> [REQUIREMENT] Take the lines of the listing starting with the line with "Scouting task: drop one point on every instance of the pavement" and going on through the line with "[(0, 216), (12, 238), (21, 217), (156, 217), (163, 214)]", and write them out again with "Scouting task" changed to "Spotting task". Leave everything else unchanged.
[START OF SUPPLIED RECORDS]
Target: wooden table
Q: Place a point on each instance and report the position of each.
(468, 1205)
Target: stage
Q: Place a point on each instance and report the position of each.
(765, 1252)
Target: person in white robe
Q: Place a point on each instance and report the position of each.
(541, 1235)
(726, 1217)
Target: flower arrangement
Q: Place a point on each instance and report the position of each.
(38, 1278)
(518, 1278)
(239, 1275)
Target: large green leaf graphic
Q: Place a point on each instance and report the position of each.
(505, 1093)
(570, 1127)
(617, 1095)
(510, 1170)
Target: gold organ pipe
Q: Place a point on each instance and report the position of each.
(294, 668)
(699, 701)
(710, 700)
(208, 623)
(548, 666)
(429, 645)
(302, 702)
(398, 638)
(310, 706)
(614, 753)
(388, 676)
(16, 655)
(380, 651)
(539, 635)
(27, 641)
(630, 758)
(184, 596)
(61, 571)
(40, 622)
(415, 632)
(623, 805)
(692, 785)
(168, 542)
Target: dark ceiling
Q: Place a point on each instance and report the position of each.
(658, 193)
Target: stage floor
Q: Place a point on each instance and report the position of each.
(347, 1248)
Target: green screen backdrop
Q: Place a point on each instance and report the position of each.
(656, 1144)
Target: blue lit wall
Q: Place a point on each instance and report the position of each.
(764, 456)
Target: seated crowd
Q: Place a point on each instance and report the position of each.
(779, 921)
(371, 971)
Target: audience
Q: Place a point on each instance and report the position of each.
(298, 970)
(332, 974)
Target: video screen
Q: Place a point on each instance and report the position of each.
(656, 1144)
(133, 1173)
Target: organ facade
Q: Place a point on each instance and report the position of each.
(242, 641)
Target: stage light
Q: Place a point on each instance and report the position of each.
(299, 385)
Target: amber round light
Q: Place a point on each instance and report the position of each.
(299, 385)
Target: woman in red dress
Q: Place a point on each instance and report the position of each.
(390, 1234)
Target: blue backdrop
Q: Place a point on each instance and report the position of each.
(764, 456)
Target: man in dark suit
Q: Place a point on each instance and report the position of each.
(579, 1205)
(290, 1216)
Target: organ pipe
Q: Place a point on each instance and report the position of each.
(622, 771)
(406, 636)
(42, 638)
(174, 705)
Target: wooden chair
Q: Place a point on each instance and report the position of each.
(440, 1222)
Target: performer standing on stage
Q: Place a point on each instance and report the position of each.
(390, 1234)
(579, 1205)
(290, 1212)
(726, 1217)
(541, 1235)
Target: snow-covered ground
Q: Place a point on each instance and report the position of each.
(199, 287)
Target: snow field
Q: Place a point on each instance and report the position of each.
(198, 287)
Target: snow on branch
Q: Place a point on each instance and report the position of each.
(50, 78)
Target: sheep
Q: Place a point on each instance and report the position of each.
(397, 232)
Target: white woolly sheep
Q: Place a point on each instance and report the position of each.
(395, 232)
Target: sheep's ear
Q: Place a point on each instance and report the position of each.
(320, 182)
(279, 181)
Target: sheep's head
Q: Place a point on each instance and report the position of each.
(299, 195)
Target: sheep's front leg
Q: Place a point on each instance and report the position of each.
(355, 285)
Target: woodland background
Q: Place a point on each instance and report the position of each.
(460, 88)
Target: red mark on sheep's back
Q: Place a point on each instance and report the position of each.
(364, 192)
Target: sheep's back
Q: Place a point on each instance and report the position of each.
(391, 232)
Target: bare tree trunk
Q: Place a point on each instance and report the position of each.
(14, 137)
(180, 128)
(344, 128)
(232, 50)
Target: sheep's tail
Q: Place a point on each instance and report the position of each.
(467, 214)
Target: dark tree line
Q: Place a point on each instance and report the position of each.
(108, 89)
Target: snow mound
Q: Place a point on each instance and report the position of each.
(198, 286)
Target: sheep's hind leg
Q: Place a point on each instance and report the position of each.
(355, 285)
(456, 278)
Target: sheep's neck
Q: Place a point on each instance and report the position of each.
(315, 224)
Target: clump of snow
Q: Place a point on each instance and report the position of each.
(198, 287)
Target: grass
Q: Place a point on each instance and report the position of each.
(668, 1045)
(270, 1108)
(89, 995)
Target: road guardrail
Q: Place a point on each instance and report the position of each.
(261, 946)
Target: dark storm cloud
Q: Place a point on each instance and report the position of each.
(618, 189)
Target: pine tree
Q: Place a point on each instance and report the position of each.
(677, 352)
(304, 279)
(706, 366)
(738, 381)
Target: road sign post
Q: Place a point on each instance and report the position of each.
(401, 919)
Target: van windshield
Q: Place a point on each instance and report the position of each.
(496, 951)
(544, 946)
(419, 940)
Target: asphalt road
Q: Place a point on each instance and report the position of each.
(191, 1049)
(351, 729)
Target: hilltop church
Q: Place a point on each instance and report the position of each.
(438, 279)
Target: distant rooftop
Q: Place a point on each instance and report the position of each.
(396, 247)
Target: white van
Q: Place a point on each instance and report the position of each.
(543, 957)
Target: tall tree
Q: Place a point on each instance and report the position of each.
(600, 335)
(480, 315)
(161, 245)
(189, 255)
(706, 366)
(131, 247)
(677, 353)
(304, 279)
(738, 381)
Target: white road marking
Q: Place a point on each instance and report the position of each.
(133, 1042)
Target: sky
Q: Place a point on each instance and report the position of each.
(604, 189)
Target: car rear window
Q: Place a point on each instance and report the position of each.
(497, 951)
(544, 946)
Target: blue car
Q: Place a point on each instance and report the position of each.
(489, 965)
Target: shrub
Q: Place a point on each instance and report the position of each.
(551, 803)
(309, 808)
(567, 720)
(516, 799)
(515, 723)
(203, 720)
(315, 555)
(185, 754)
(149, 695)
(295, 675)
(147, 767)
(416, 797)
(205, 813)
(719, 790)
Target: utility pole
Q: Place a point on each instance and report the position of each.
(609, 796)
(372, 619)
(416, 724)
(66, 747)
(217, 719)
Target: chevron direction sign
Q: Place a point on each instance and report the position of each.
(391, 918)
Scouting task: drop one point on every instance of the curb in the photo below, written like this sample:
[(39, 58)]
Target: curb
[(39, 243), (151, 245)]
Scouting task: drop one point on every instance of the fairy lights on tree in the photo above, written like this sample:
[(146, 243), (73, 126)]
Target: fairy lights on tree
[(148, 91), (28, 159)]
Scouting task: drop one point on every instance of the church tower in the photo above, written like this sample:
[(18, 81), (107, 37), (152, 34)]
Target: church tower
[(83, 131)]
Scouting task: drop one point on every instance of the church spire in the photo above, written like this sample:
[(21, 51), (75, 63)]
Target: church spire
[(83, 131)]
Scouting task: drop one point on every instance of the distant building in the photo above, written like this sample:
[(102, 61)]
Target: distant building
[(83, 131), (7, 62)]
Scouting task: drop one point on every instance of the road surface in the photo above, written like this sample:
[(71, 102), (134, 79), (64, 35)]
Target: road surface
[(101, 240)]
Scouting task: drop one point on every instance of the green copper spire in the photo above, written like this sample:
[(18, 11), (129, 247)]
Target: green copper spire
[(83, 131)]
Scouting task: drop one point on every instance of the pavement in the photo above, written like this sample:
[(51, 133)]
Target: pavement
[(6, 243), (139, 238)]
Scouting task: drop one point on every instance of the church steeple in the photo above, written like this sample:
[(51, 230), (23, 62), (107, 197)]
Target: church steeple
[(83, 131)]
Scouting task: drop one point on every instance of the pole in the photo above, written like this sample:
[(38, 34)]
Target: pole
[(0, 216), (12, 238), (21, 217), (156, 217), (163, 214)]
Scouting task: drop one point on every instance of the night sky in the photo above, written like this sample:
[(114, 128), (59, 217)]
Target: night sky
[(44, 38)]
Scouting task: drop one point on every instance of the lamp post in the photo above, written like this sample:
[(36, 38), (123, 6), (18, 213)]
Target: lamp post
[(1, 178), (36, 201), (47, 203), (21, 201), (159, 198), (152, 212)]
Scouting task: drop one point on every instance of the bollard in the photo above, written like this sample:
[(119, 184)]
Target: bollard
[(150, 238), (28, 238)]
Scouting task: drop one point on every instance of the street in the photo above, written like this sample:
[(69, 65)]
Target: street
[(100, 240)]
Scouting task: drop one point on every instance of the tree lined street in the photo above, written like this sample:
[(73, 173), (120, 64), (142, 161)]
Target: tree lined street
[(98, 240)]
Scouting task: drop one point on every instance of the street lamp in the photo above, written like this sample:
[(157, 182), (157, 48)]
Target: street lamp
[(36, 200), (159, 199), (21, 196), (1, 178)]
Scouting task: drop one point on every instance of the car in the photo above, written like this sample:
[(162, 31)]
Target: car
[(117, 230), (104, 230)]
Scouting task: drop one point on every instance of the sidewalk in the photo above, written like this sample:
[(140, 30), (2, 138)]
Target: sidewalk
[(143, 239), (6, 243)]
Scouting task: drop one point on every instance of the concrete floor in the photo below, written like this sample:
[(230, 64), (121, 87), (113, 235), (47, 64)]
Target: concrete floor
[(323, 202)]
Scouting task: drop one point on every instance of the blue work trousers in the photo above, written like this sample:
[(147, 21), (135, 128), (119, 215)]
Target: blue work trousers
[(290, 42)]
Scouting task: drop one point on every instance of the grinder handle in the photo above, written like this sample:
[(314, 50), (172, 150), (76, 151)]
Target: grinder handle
[END OF SUPPLIED RECORDS]
> [ANSWER BELOW]
Spotting task: drop one point on every instance of the pavement in the photo above, written like this sample:
[(51, 133)]
Target: pavement
[(6, 243), (139, 238)]
Spotting task: drop one point on every instance of the church steeple in the photo above, written like this sample:
[(51, 230), (23, 62), (107, 197)]
Target: church steeple
[(83, 131)]
Spotting task: drop one point on every instance of the pole in the photo above, written like this sample:
[(38, 34)]
Target: pole
[(0, 216), (12, 238), (21, 217), (156, 217), (163, 214)]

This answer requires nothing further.